A system grate is mounted in the lower third of the vertical furnace. This grate, which is pivoted on a revolving axle, includes a 30 roof with a plurality of slots and a plurality of paddles mounted on the roof. Respective spaces are arranged around the system grate between the system grate and internal walls of the vertical furnace.
An ash after-burning chamber is provided underneath the system grate, wherein the carbon, ashes and inert matters (resting on the system grate) are conveyed through the slots in the roof and the respective spaces around the system grate in the ash after burning.
The system grate includes a gasification zone and a coke bed.
The incompletely burnt gas is flammable with a low calorific value.
Preferably, each of the chambers of the vortex burning chamber is substantially cylindrical, and the second chamber has an ash-collecting compartment in a lower portion of enlarged cross-section. The outlet portion in the second chamber is in an upper portion of the second chamber and diverges outwardly therefrom.
In a preferred embodiment, the temperature in the first chamber is approximately 1600 is approximately 1850
Viewed in yet another aspect, the present invention provides an apparatus for burning waste material, wherein the apparatus does not produce slag, wherein substantially reduced operating temperatures are utilized, and wherein the resulting gases can be discharged to the atmosphere at substantially reduced environmental pollution. To meet these objectives, the apparatus includes a vertical furnace having a top portion, an intermediate portion, and a bottom portion, respectively; and means are provided for delivering waste materials to the top portion of the furnace, such that the waste materials pass through the furnace and are substantially heated. A grate is disposed within the intermediate portion of the furnace through which the heated waste materials are passed, thereby producing ashes which fall to the bottom portion of the furnace for subsequent removal, and thereby further producing a flammable gas mixture (lean gas, which is the mixture of the pyrolysis gas and the carbon monoxide gas). A two-stage vortex combustion chamber is provided, including a first substantially-horizontal chamber for receiving and partially oxidizing the flammable gas mixture, and further including a second substantially-vertical chamber communicating with the first chamber for substantially completely oxidizing the flammable gas mixture. Means are provided for generating a vortex action in the second chamber as the partially-oxidized flammable gas mixture is discharged from the first chamber into the second chamber; and further means are provided for introducing primary air or oxygen into at least one of the chambers in the two-stage vortex combustion chamber, wherein the resulting gas discharged from the two-stage vortex combustion chamber is relatively free of pollutants.

_ _ _ _ _

What to do ->
1. Answer these questions from the furnace description:
(a) In which part of the vertical furnace is the system grate mounted?
(b) What is provided underneath the system grate?
(c) In which portion of the second chamber is the outlet portion located?
2. Carry the furnace description forward from the point where it stops.

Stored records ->
_ _ _ _ _

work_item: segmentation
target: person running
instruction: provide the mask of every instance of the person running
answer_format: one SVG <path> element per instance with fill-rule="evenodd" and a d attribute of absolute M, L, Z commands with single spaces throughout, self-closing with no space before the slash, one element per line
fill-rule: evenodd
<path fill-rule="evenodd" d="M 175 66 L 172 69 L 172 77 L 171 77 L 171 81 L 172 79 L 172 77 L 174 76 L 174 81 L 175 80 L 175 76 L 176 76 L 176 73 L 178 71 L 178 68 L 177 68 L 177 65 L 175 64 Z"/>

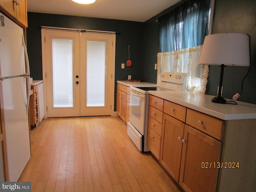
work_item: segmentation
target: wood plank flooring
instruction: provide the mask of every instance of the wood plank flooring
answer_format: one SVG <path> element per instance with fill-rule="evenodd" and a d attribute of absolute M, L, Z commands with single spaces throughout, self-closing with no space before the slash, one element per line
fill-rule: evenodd
<path fill-rule="evenodd" d="M 119 117 L 44 119 L 31 130 L 32 156 L 19 181 L 32 192 L 180 192 Z"/>

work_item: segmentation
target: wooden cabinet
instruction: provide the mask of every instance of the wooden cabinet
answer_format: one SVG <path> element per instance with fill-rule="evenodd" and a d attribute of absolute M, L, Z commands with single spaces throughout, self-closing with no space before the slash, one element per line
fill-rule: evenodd
<path fill-rule="evenodd" d="M 147 147 L 159 160 L 162 136 L 164 100 L 149 96 Z"/>
<path fill-rule="evenodd" d="M 5 13 L 28 26 L 27 0 L 0 0 L 0 7 Z"/>
<path fill-rule="evenodd" d="M 127 92 L 128 87 L 125 85 L 117 84 L 117 89 L 116 90 L 116 114 L 118 115 L 125 122 L 126 122 L 126 111 L 127 109 L 126 107 L 127 102 L 129 103 L 128 105 L 129 105 L 130 100 L 128 100 L 129 102 L 127 102 L 126 98 L 127 97 Z M 130 97 L 128 96 L 129 99 Z"/>
<path fill-rule="evenodd" d="M 216 191 L 221 142 L 187 125 L 183 139 L 179 184 L 186 192 Z"/>
<path fill-rule="evenodd" d="M 35 86 L 31 86 L 31 88 L 32 94 L 29 99 L 29 122 L 30 126 L 34 127 L 38 121 L 37 103 Z"/>
<path fill-rule="evenodd" d="M 184 124 L 164 114 L 160 162 L 177 182 L 180 176 Z"/>

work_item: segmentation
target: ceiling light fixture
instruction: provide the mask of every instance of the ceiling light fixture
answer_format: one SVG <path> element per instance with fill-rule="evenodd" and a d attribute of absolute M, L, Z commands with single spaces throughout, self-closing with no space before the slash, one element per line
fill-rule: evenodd
<path fill-rule="evenodd" d="M 80 4 L 90 4 L 94 3 L 96 0 L 72 0 L 73 1 L 76 3 L 80 3 Z"/>

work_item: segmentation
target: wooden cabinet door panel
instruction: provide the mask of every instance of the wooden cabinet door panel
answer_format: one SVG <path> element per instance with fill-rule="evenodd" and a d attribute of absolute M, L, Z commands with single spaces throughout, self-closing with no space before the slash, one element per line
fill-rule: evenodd
<path fill-rule="evenodd" d="M 187 125 L 184 139 L 180 185 L 185 191 L 215 191 L 218 169 L 213 163 L 219 160 L 221 143 Z"/>
<path fill-rule="evenodd" d="M 160 146 L 161 136 L 156 133 L 150 127 L 148 130 L 148 140 L 147 147 L 159 160 L 160 156 Z"/>
<path fill-rule="evenodd" d="M 26 0 L 18 0 L 19 5 L 16 6 L 16 15 L 17 19 L 28 26 L 28 15 L 27 14 Z"/>
<path fill-rule="evenodd" d="M 16 17 L 16 5 L 12 0 L 0 0 L 0 6 Z"/>
<path fill-rule="evenodd" d="M 123 120 L 126 122 L 126 93 L 121 92 L 121 114 L 120 114 L 120 117 Z"/>
<path fill-rule="evenodd" d="M 116 90 L 116 114 L 118 116 L 121 115 L 121 108 L 122 107 L 122 91 L 118 88 Z"/>
<path fill-rule="evenodd" d="M 178 182 L 180 175 L 184 124 L 165 113 L 163 117 L 160 162 Z"/>

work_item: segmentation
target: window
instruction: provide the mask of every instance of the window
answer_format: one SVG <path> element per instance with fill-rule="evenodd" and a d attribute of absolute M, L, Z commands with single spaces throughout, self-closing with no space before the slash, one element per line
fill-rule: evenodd
<path fill-rule="evenodd" d="M 158 75 L 162 71 L 186 73 L 186 90 L 204 93 L 208 66 L 198 65 L 210 26 L 212 0 L 191 0 L 158 19 Z"/>
<path fill-rule="evenodd" d="M 188 1 L 158 19 L 160 52 L 202 45 L 208 35 L 211 0 Z"/>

_ _ _ _ _

Numbered answers ->
1.
(a) The lower third of the vertical furnace.
(b) An ash after-burning chamber.
(c) The upper portion of the second chamber.

2.
These and other objects of the present invention will become apparent from a reading of the following specification taken in conjunction with the enclosed drawings.
This application is a division of application Ser. No. 08/746,641, filed Nov. 13, 1996, now U.S. Pat. No. 5,746,142, which is a division of application Ser. No. 08/399,847, filed Mar. 7, 1995 and now U.S. Pat. No. 5,588,381.